■ **THE PROBLEM**
List every author named in the BuffGraph paper summary below.

--- BEGIN PASSAGE SHOWN ---

BuffGraph: Enhancing Class-Imbalanced Node Classification via Buffer Nodes
Qian Wang, Zemin Liu, Zhen Zhang, Bingsheng He
TL;DR
This work tackles the challenge of class-imbalanced node classification in graphs by addressing heterophily through buffer nodes that interpose along every edge, slowing and modulating information flow to balance minority and majority signals. BuffGraph introduces buffer-node generation via mixup, an edge-heterophily guided dynamic message passing framework with a joint loss L_{total} = L_{pred} + λ L_{hetero}, and a spectral perspective showing how buffering reshapes diffusion via the graph Laplacian. Empirically, BuffGraph consistently outperforms strong baselines on five real-world datasets in both natural and artificially imbalanced settings, achieving notable gains in accuracy and macro F1 for minority classes, and it scales linearly with graph size in scalability tests. The results highlight the practical impact of edge-aware buffering for robust, heterophily-tolerant graph learning in imbalanced scenarios, with theoretical and ablation analyses supporting the contributions and suggesting avenues for future exploration of heterophily-aware graph augmentation.

--- END PASSAGE SHOWN ---
--- BEGIN GIVEN INFORMATION ---

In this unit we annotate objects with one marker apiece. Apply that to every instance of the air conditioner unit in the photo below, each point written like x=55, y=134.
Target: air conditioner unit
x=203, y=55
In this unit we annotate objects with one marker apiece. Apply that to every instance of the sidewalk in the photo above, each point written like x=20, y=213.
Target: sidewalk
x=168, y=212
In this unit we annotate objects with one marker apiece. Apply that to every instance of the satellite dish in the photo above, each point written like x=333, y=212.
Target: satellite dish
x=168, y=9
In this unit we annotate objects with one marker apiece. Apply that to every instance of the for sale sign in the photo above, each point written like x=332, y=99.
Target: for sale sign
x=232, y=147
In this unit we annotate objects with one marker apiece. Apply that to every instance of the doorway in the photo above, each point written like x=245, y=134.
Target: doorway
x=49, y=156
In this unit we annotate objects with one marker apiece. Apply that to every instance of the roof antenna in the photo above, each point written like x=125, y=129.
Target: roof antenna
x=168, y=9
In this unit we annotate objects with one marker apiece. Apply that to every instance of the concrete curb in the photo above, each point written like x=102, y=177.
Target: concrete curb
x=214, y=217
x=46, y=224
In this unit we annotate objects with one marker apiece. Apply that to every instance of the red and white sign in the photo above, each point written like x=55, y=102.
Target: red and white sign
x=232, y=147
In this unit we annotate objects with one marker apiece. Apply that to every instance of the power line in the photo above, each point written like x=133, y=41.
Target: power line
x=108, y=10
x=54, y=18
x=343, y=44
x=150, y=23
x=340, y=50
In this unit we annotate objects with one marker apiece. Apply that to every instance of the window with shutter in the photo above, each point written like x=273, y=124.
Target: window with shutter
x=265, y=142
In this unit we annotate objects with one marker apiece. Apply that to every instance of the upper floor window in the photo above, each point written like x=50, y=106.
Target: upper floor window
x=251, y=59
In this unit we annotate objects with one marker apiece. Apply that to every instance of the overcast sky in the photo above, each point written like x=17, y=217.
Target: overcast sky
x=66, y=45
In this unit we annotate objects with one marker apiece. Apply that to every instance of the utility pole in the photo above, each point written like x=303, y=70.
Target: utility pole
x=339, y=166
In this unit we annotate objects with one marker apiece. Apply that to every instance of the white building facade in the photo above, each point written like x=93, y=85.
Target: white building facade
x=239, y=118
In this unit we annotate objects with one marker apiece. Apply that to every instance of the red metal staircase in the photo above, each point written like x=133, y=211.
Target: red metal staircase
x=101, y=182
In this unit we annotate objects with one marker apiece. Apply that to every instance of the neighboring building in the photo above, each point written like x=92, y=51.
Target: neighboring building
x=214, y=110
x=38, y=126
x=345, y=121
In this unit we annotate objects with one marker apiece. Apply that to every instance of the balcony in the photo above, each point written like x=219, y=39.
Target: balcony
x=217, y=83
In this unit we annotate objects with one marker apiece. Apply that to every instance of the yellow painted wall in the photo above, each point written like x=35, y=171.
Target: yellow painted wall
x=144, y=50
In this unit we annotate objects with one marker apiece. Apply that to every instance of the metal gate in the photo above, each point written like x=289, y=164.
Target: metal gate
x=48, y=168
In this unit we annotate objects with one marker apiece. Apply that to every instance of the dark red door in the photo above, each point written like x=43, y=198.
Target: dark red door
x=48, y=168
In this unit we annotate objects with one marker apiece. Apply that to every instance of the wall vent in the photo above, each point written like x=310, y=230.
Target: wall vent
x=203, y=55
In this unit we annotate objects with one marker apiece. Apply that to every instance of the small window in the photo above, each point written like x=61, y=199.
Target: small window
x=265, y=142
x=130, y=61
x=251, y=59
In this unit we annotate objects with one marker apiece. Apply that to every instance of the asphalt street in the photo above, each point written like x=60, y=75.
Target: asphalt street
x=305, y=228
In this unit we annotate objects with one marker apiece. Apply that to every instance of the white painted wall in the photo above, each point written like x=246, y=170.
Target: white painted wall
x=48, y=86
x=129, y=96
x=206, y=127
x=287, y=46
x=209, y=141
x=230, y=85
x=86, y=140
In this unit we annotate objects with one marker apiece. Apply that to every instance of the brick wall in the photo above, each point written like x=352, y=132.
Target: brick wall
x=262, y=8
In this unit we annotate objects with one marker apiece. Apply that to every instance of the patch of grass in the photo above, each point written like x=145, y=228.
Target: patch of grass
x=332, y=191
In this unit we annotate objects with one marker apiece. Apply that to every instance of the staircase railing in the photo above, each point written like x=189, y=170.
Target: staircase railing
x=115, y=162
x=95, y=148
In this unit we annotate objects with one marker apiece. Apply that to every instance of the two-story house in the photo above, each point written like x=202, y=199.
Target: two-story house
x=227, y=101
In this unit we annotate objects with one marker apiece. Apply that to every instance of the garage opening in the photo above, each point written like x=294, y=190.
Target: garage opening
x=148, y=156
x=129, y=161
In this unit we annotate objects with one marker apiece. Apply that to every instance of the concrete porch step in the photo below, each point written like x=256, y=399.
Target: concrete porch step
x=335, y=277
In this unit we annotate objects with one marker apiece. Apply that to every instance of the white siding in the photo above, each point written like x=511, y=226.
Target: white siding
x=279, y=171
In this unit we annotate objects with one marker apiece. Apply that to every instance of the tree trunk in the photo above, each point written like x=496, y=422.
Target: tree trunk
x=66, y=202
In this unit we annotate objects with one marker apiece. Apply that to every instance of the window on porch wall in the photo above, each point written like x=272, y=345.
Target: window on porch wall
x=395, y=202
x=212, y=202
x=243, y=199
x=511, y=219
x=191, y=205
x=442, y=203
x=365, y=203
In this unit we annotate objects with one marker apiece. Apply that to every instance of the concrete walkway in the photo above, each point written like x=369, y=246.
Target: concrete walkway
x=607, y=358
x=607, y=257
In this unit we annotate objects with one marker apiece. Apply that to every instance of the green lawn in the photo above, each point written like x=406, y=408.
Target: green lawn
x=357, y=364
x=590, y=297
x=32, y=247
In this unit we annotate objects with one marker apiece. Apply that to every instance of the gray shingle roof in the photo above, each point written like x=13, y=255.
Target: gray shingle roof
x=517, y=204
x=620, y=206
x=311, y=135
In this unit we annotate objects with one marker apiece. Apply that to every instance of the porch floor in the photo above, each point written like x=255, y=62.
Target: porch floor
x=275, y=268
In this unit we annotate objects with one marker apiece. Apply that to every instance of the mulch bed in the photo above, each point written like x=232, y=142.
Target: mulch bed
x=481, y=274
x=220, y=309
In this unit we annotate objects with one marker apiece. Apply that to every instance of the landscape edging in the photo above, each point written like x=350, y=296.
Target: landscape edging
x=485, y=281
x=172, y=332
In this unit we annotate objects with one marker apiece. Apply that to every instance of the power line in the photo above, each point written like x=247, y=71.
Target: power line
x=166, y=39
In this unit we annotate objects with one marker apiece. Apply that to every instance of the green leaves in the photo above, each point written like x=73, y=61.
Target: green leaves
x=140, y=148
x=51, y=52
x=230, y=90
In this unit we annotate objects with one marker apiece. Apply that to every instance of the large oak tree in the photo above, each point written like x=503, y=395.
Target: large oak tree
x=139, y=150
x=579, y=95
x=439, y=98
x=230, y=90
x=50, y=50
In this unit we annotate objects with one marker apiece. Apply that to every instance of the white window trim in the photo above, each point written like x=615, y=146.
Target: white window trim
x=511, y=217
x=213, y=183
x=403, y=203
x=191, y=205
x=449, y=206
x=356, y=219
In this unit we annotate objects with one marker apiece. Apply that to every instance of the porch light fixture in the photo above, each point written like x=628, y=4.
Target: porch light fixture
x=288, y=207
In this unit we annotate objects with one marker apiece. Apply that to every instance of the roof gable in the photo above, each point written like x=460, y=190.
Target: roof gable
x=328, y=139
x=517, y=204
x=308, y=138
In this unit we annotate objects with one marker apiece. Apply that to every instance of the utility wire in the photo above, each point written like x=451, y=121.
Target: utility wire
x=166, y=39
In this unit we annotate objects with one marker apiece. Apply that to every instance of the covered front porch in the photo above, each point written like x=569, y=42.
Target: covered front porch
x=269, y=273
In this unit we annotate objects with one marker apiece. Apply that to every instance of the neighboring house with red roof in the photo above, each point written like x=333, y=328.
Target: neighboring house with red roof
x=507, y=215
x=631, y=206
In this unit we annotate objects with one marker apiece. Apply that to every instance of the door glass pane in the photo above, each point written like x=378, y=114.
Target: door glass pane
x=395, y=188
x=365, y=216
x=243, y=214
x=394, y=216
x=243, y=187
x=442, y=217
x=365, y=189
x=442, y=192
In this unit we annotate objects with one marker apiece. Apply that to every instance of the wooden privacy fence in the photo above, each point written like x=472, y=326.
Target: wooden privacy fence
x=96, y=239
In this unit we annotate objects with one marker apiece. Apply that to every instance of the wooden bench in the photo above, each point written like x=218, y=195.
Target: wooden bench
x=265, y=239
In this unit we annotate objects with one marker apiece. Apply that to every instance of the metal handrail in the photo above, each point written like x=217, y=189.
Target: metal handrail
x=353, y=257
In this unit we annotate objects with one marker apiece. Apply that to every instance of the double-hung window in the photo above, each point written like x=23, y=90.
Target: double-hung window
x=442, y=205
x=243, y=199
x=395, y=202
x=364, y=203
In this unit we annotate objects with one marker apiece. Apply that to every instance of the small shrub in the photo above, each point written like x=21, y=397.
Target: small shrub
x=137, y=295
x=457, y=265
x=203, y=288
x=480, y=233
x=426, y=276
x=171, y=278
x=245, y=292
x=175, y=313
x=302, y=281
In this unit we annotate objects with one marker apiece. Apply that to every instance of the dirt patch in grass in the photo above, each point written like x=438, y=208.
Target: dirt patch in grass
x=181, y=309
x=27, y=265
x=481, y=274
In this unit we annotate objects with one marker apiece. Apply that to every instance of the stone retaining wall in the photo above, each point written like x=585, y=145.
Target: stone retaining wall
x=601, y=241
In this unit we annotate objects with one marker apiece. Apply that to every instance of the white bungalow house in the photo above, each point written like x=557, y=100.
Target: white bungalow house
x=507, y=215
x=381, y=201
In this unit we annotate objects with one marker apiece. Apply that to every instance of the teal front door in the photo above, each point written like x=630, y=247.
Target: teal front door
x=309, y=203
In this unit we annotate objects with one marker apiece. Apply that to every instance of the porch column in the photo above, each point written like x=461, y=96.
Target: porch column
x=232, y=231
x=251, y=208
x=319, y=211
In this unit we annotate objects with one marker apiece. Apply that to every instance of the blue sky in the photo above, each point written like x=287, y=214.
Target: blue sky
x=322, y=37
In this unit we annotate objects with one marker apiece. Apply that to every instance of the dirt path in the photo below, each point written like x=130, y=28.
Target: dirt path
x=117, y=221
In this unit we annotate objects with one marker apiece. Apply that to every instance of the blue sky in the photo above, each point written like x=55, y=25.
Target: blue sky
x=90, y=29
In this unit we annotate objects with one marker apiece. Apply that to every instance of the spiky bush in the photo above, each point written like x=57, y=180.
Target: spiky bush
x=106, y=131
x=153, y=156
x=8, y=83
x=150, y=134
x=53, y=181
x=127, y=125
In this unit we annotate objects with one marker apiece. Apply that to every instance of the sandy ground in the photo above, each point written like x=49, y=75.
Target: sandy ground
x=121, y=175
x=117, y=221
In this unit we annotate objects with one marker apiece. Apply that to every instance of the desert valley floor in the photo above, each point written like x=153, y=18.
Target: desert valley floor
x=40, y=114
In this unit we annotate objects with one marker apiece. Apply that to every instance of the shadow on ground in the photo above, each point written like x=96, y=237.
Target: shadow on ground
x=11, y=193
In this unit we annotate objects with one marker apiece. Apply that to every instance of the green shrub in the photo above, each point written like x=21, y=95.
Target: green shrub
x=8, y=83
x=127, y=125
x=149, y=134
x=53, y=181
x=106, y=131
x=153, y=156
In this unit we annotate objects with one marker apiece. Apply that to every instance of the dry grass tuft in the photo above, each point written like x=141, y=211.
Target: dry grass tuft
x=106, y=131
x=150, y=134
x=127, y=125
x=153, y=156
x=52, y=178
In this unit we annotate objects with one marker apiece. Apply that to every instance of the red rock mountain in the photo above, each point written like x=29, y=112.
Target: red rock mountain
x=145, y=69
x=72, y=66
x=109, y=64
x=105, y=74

--- END GIVEN INFORMATION ---

■ **SOLUTION TO THIS TASK**
Qian Wang, Zemin Liu, Zhen Zhang, Bingsheng He